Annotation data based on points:
— BEGIN —

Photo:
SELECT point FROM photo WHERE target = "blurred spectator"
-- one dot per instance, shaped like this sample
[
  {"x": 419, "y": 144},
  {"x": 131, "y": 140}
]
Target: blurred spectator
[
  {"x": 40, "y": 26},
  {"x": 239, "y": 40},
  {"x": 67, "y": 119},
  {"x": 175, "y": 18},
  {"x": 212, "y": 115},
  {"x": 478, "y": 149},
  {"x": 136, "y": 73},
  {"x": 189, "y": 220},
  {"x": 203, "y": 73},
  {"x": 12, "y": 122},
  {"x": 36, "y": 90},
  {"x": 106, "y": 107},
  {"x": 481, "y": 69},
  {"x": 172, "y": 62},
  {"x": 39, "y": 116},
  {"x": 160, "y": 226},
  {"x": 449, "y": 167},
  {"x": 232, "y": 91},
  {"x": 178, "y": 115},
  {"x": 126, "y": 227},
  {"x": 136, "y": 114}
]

— END —
— BEGIN —

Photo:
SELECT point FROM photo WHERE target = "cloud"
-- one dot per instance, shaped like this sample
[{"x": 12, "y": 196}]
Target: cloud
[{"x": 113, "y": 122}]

— END —

__Brief__: Select each line of the listing above that contains the string "spectator" and copy those lines.

__Answer to the task__:
SELECT point FROM photo WHERE target = "blurred spectator"
Target: blurred spectator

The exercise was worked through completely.